[TEXT PROVIDED]

Coupling spring pin

Abstract

A coupling spring pin is provided for use in hollow sections or tubes. The coupling spring pin comprises a base spring element and a bolt connected to the spring element. The spring element is provided with a flange and at least two bent spring tongues. The bolt stands perpendicularly on the flange and the two bent spring tongues extend downwards from the flange. The bolt may be provided with a bolt case in order to securely prevent shearing. The bolt case, in its lower region, may be provided with an annular groove and the bolt case may be peripherally (injection) molded on the base in an injection molding tool, so that the plastic material of the flange may fill out the annular groove, which allows the bolt case to be connected to the spring element in an undetachable and stable manner.

Description

CLAIM FOR FOREIGN PRIORITY UNDER 35 U.S.C. § 119

This application claims foreign priority to European Patent Application No. 03'016'975.9, filed Jul. 25, 2003.

FIELD OF INVENTION

The present invention relates to a fixation pin and particularly to a coupling spring pin for use generally as a height-adjustable support leg or a corner post for a collapsible tent.

[OBJECTIVES]
[1] In the coupling spring pin text, which two components make up the coupling spring pin?
[2] Render this sentence from the coupling spring pin text in Spanish: "The bolt may be provided with a bolt case in order to securely prevent shearing."
[3] Reproduce the passage of the coupling spring pin text between "CLAIM FOR FOREIGN" and "a collapsible tent.", inclusive.

[Data records]
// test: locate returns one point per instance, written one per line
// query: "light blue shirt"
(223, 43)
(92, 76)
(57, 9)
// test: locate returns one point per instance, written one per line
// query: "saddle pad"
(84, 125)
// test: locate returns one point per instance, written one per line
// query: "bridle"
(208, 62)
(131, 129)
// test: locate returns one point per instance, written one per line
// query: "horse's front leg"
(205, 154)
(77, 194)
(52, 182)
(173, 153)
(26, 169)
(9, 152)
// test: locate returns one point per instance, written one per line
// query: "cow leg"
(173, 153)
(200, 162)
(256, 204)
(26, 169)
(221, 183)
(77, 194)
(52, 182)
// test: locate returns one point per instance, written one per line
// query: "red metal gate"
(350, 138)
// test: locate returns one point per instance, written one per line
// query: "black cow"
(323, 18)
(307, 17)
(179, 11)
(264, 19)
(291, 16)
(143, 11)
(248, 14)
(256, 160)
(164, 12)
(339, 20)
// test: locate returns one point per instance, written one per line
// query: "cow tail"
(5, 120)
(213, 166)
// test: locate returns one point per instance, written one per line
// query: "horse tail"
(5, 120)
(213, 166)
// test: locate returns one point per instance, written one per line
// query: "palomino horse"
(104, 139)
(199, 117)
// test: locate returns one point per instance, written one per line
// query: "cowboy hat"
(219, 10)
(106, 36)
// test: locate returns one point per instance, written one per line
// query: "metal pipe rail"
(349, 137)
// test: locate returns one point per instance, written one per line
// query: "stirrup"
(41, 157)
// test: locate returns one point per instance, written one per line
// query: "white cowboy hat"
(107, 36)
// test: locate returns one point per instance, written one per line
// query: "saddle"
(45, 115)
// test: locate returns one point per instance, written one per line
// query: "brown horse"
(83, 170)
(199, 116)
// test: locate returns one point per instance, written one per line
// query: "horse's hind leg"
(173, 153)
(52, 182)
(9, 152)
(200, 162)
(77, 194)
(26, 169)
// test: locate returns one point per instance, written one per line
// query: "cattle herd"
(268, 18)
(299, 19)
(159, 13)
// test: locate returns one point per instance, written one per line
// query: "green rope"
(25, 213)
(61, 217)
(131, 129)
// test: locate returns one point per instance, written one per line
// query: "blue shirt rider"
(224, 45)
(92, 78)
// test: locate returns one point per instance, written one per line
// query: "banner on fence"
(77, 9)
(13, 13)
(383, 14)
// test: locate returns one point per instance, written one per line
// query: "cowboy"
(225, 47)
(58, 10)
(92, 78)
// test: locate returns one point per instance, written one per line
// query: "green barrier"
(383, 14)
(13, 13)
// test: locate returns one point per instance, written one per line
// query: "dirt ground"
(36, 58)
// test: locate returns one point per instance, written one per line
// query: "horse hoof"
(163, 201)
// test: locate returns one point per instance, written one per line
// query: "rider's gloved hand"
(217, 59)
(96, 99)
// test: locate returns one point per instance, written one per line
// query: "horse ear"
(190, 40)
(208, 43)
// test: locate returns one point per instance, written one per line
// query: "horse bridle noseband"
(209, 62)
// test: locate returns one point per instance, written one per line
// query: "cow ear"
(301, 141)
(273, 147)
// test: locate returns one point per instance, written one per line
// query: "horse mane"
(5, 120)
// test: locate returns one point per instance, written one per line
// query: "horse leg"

[TASK-BY-TASK SOLUTIONS]
[1] A base spring element and a bolt connected to the spring element.

[2] El perno puede estar provisto de una funda de perno para evitar de forma segura el cizallamiento.

[3]
CLAIM FOR FOREIGN PRIORITY UNDER 35 U.S.C. § 119

This application claims foreign priority to European Patent Application No. 03'016'975.9, filed Jul. 25, 2003.

FIELD OF INVENTION

The present invention relates to a fixation pin and particularly to a coupling spring pin for use generally as a height-adjustable support leg or a corner post for a collapsible tent.